>> begin
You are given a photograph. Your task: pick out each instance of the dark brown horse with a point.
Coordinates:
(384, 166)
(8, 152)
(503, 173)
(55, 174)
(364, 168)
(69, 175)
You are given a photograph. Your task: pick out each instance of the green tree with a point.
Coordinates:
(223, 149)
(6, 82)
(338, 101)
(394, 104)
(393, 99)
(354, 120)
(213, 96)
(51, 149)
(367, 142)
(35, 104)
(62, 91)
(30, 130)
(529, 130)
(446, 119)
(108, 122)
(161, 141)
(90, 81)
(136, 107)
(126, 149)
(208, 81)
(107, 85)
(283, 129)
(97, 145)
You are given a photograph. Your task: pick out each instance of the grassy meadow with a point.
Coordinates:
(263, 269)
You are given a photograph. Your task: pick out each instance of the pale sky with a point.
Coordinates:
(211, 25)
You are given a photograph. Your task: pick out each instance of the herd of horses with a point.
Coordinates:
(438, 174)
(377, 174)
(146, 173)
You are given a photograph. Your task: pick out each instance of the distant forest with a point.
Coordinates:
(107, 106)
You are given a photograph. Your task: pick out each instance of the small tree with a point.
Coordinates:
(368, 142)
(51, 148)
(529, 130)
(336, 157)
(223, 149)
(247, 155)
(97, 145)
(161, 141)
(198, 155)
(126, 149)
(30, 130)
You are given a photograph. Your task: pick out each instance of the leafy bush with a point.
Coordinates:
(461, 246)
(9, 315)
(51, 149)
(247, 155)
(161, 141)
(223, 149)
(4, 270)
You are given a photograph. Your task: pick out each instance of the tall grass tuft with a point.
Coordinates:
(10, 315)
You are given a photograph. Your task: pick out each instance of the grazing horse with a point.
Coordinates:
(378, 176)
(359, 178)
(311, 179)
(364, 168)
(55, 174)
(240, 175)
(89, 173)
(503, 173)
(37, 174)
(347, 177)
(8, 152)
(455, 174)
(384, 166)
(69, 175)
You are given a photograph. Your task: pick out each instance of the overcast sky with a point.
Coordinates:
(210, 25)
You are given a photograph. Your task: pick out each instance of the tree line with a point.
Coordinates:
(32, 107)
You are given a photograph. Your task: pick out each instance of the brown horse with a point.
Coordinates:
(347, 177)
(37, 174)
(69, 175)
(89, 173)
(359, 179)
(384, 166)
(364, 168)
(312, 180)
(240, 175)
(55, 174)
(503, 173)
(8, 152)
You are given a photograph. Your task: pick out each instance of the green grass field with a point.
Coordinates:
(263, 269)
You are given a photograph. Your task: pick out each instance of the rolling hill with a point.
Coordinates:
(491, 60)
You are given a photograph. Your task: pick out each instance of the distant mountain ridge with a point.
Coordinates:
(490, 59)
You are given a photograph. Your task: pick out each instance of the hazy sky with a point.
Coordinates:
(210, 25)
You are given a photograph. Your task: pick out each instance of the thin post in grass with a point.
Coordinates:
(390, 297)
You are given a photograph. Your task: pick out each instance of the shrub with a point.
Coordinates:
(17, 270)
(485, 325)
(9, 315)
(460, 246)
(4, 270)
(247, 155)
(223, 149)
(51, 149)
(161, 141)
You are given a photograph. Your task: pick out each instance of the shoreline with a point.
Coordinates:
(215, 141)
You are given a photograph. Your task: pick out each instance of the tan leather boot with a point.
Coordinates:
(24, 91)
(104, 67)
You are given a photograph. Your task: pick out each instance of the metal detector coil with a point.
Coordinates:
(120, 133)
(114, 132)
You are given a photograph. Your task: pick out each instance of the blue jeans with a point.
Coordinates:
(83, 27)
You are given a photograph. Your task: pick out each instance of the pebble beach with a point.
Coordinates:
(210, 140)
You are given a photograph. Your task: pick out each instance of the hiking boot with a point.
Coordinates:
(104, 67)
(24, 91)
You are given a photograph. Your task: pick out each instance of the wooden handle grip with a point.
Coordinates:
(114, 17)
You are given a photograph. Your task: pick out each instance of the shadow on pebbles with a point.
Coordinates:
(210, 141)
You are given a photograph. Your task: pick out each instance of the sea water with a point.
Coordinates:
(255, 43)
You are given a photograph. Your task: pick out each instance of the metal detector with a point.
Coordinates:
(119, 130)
>> end
Extract every line of the material above word for word, leaving nothing out and changing nothing.

Exercise response:
You are given a photograph. Your task: pick out each instance of the dark brown horse with a point.
Coordinates:
(384, 166)
(8, 152)
(503, 173)
(55, 174)
(364, 168)
(69, 175)
You are given a photograph. Your task: pick out each instance of the green tree with a point.
Coordinates:
(223, 149)
(6, 82)
(338, 101)
(394, 104)
(393, 99)
(354, 120)
(213, 96)
(51, 149)
(367, 142)
(35, 104)
(62, 91)
(30, 130)
(529, 130)
(446, 119)
(108, 122)
(161, 141)
(90, 81)
(136, 107)
(126, 149)
(208, 81)
(107, 85)
(283, 129)
(97, 145)
You are given a photograph. Your task: pick out each instance of the grassy meadow with a point.
Coordinates:
(263, 269)
You are given a photograph. Your task: pick out each instance of the pale sky with a point.
Coordinates:
(211, 25)
You are given a photograph. Your task: pick out each instance of the herd of horses with a point.
Coordinates:
(438, 174)
(377, 174)
(146, 173)
You are given a photograph. Your task: pick out each instance of the distant forest with a point.
Coordinates:
(107, 106)
You are given a photograph. Your task: pick out each instance of the small tree with a point.
Coordinates:
(368, 142)
(51, 148)
(529, 130)
(336, 157)
(223, 149)
(247, 155)
(97, 145)
(161, 141)
(198, 155)
(126, 149)
(30, 130)
You are given a photograph. Your task: pick out each instance of the leafy bush with a point.
Coordinates:
(461, 246)
(9, 315)
(51, 149)
(247, 155)
(161, 141)
(223, 149)
(4, 270)
You are given a photograph. Your task: pick out each instance of the tall grass tuft with a point.
Coordinates:
(10, 315)
You are given a photograph. Your task: pick out each instance of the grazing horse with a point.
Coordinates:
(378, 176)
(359, 178)
(311, 179)
(364, 168)
(55, 174)
(240, 175)
(89, 173)
(503, 173)
(37, 174)
(347, 177)
(8, 152)
(455, 174)
(384, 166)
(69, 175)
You are given a photograph. Your task: pick out each instance of the overcast sky with a point.
Coordinates:
(210, 25)
You are given a photograph. Your task: pick out each instance of the tree line with a point.
Coordinates:
(32, 107)
You are given a photograph. Your task: pick out each instance of the brown horse with a point.
Coordinates:
(347, 177)
(37, 174)
(69, 175)
(89, 173)
(359, 179)
(384, 166)
(364, 168)
(312, 180)
(240, 175)
(55, 174)
(503, 173)
(8, 152)
You are given a photograph. Your task: pick out each instance of the green grass field with a point.
Coordinates:
(263, 269)
You are given a photograph. Your task: pick out each instance of the rolling hill with a point.
Coordinates:
(491, 60)
You are given a photograph. Your task: pick out each instance of the distant mountain ridge with a point.
Coordinates:
(490, 59)
You are given a photograph. Your task: pick out each instance of the hazy sky with a point.
Coordinates:
(210, 25)
You are given a photograph. Your task: pick out each instance of the thin post in grass with a point.
Coordinates:
(390, 297)
You are given a photograph. Your task: pick out each instance of the shrub with a point.
Coordinates:
(17, 270)
(485, 325)
(9, 315)
(460, 246)
(4, 270)
(247, 155)
(223, 149)
(51, 149)
(161, 141)
You are given a photograph. Your task: pick out each instance of the shoreline with a point.
Coordinates:
(215, 141)
You are given a photograph. Your task: pick out each instance of the tan leather boot with a point.
Coordinates:
(24, 91)
(104, 67)
You are given a photograph. Your task: pick out each instance of the metal detector coil with a point.
Coordinates:
(120, 133)
(114, 132)
You are given a photograph. Your task: pick out each instance of the blue jeans with a point.
Coordinates:
(83, 27)
You are given a photograph. Your task: pick out each instance of the pebble beach with a point.
Coordinates:
(210, 140)
You are given a photograph. Your task: pick out each instance of the hiking boot with a point.
Coordinates:
(104, 67)
(24, 91)
You are given a photograph. Your task: pick out each instance of the wooden handle grip with a point.
Coordinates:
(114, 17)
You are given a photograph. Your task: pick out each instance of the shadow on pebbles with a point.
Coordinates:
(210, 141)
You are given a photograph. Your task: pick out each instance of the sea water with a point.
Coordinates:
(255, 43)
You are given a photograph. Your task: pick out each instance of the metal detector with a point.
Coordinates:
(119, 130)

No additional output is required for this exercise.